TBC Tak Kunjung Usai, Apoteker Harus EDAN?
apt. Inda Asriani, S.Farm & apt. Nur Azizah M, S.Farm
(Instalasi Farmasi RS PKU Muhammadiyah Bantul)
Kasus tuberculosis (TBC) di Indonesia masih terbilang sangat tinggi, Indonesia sendiri menempati peringkat ketiga setelah India dan Cina dengan jumlah kasus sebanyak 969 ribu dan kematian 93 ribu per tahun atau setara dengan 11 kematian per jam. Pada tahun 2022 Kementerian Kesehatan bersama dengan seluruh tenaga kesehatan mendeteksi penderita Tuberkulosis (TBC) lebih dari 700 ribu kasus. Menteri kesehatan Budi Gunadi Sadikin juga menargetkan mulai januari 2023 pemeriksaan TBC harus mencapai 60.000 kasus per bulan. Upaya ini dilakukan untuk mendukung eliminasi TBC tahun 2030.

## INFORMASI YANG DIBERIKAN
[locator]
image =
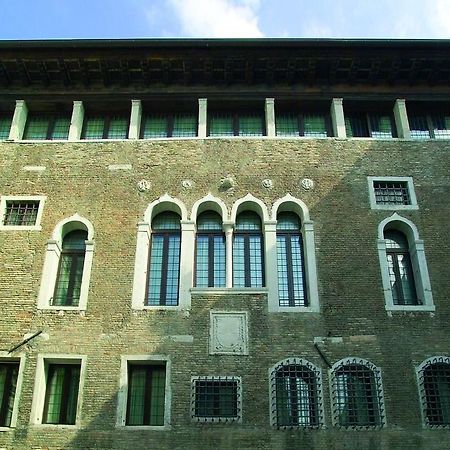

## KUMPULAN TUGAS
(a) Menurut teks tentang TBC di Indonesia, untuk apa Menteri Kesehatan menargetkan pemeriksaan TBC mencapai 60.000 kasus per bulan mulai Januari 2023? Jawablah dalam satu sampai tiga kalimat.
(b) Lanjutkan teks tentang TBC di Indonesia, mulai setelah kalimat terakhirnya.

## JAWABAN LATIHAN
(a) Mulai Januari 2023, Menteri Kesehatan Budi Gunadi Sadikin menargetkan pemeriksaan TBC mencapai 60.000 kasus per bulan untuk mendukung eliminasi TBC pada tahun 2030.

(b)
Tuberkulosis atau TBC adalah penyakit menular yang disebabkan oleh bakteri Mycobacterium tuberculosis. Sebagian besar bakteri TBC ini menyerang organ paru, tetapi bisa juga menyerang organ lainnya seperti tulang, sendi, kelenjar getah bening, selaput otak atau disebut sebagai TB Ekstra Paru. Sumber penularan TBC adalah melalui droplet pasien TB BTA positif pada saat batuk atau bersin, penderita menyebarkan kuman ke udara dalam bentuk droplet.
Peningkatan kasus TBC pada setiap tahunnya menunjukkan bahwa kegagalan pengobatan TBC di Indonesia cukup tinggi. Hal ini dapat disebabkan oleh banyak hal diantaranya kepatuhan minum obat pasien masih rendah, tingkat pengetahuan pasien akan bahaya TBC masih kurang dan efek samping obat. Selain faktor dari pasien terdapat juga faktor dari penyedia layanan kesehatan berupa kekosongan obat FDC sehingga terjadi penyesuaian dosis fdc menjadi dosis sediaan tb lepasan sehingga jumlah obat yang minum lebih banyak.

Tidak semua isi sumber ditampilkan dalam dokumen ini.